- [RECORDS PROVIDED]:

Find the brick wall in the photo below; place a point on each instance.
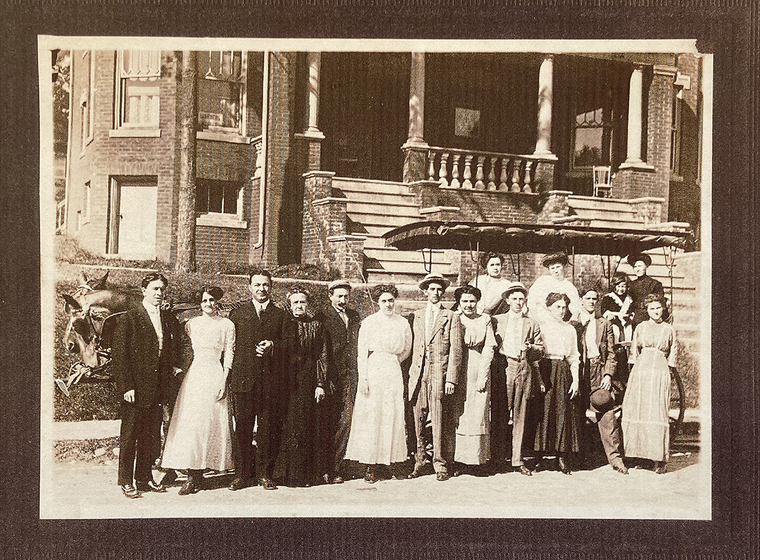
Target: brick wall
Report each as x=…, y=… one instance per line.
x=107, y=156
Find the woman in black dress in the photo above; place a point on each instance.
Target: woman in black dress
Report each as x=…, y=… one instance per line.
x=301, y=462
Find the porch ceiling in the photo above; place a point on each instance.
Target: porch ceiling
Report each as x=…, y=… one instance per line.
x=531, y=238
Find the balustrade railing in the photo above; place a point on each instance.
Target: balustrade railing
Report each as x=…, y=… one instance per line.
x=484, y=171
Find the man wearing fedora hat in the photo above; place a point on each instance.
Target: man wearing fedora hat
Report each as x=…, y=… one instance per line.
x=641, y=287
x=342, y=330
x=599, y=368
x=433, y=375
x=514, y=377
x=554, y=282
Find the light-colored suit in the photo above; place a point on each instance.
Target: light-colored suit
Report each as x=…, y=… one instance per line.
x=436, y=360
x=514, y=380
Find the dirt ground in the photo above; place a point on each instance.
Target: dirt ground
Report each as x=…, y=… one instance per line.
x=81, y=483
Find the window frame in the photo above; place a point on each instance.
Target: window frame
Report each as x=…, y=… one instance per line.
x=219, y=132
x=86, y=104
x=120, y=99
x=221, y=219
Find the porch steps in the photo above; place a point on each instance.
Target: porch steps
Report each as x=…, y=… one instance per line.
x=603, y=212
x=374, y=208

* * *

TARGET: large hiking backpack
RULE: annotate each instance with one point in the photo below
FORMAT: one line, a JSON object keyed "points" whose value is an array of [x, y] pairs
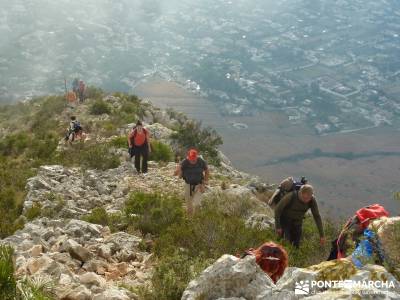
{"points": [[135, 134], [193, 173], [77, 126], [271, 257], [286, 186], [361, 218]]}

...

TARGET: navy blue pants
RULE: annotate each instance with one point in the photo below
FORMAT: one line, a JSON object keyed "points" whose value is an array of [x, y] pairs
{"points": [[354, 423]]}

- [WORK TASK]: Where a line above holds the word "frame", copy it.

- [TASK RESULT]:
Find the window frame in the photo above; place a point on each instance.
Target: window frame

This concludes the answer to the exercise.